To be done:
Render every line of the records below as a JSON list of strings, one string per line, leaving out any blank lines.
* * * * * * *
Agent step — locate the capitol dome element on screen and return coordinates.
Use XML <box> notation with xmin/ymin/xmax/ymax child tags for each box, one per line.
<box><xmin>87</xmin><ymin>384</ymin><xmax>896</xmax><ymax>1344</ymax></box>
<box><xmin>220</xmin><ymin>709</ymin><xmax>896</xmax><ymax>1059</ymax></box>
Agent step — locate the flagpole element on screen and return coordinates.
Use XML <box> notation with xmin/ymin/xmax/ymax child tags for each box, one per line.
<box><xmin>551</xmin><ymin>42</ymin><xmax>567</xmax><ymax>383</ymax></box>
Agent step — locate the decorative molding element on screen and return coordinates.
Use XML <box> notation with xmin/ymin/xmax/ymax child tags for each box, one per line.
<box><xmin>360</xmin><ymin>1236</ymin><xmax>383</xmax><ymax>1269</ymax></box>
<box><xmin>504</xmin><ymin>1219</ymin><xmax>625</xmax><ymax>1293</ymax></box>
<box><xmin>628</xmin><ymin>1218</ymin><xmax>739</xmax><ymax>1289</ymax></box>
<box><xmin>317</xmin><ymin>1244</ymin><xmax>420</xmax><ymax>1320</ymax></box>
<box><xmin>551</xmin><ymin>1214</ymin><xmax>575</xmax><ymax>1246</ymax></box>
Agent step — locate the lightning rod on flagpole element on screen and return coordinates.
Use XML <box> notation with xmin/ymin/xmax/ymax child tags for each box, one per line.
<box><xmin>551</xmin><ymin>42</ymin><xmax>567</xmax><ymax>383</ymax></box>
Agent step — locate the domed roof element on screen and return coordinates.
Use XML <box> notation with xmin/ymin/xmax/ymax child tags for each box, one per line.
* * * * * * *
Task answer:
[
  "Agent step — locate the capitol dome element on screen and return coordinates.",
  "Use XML <box> notation with xmin/ymin/xmax/ymax child tags for each box, one per line.",
  "<box><xmin>87</xmin><ymin>384</ymin><xmax>896</xmax><ymax>1344</ymax></box>",
  "<box><xmin>220</xmin><ymin>709</ymin><xmax>896</xmax><ymax>1059</ymax></box>",
  "Agent step — locate the flagpole element on screen and return coordinates.",
  "Use XML <box> notation with xmin/ymin/xmax/ymax child tags for each box, one per line.",
  "<box><xmin>551</xmin><ymin>42</ymin><xmax>567</xmax><ymax>383</ymax></box>",
  "Agent step — locate the decorative molding element on screen and return coordinates.",
  "Use XML <box> notation with xmin/ymin/xmax/ymax child tags for each box, one per line.",
  "<box><xmin>360</xmin><ymin>1236</ymin><xmax>383</xmax><ymax>1269</ymax></box>",
  "<box><xmin>504</xmin><ymin>1219</ymin><xmax>625</xmax><ymax>1293</ymax></box>",
  "<box><xmin>628</xmin><ymin>1218</ymin><xmax>739</xmax><ymax>1289</ymax></box>",
  "<box><xmin>317</xmin><ymin>1244</ymin><xmax>420</xmax><ymax>1320</ymax></box>",
  "<box><xmin>551</xmin><ymin>1214</ymin><xmax>575</xmax><ymax>1246</ymax></box>",
  "Agent step — locate the lightning rod on flagpole element on screen and return coordinates.",
  "Use XML <box> notation with xmin/ymin/xmax/ymax child tags for each box, one per line.",
  "<box><xmin>551</xmin><ymin>42</ymin><xmax>567</xmax><ymax>383</ymax></box>",
  "Agent step — locate the domed roof element on screen and return coordinates.",
  "Use XML <box> notation with xmin/ymin/xmax/ymax child tags for each box, one per line."
]